Hydrangeas – popular shrubs to start gardening


Hydrangeas are popular shrubs with showy flower heads in hues of blue, white, or pink in summer or autumn. Many gardeners are surprised to find out that not all hydrangeas are shrubs–there are a few climbing species that make first-rate vines.

Plant facts

  • Common name: Hydrangea
  • Botanical name: Hydrangea spp.
  • Zones: 4 to 10, depending on species
  • Size: To 50 feet tall and 12 feet wide, depending on species
  • From: Areas of Asia and North and South America
  • Family: Hydrangeaceae (hydrangea family)

Growing conditions

  • Sun: Full sun or partial shade, depending on type
  • Soil: Moist, well-drained, and rich in organic matter
  • Moisture: Water during times of drought.


  • Mulch: Put a 2- to 3-inch layer of mulch over the soil around the plants. Avoid laying mulch directly against their stems-leave a gap of several-inches.
  • Pruning: If necessary, prune H. arborescens, H. paniculata, and H. quercifolia in late autumn or early spring. Prune H. macrophylla immediately after flowering to keep from cutting off developing flower buds.
  • Fertiliser: In good soils, fertiliser isn’t necessary. In other soils, use a timed-release product in spring.


  • Cuttings: Take cuttings in early or midsummer.

• [Given data]
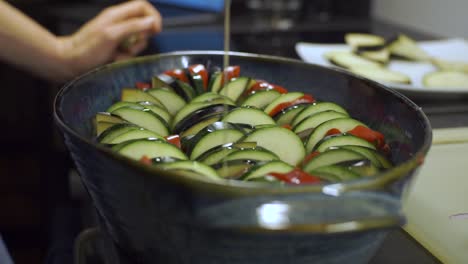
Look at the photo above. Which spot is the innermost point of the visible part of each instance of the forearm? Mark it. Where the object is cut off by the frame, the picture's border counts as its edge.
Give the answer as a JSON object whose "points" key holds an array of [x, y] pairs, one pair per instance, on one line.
{"points": [[28, 45]]}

• [The task]
Please state when the hydrangea page says to prune H. macrophylla.

• [Reply]
Immediately after flowering.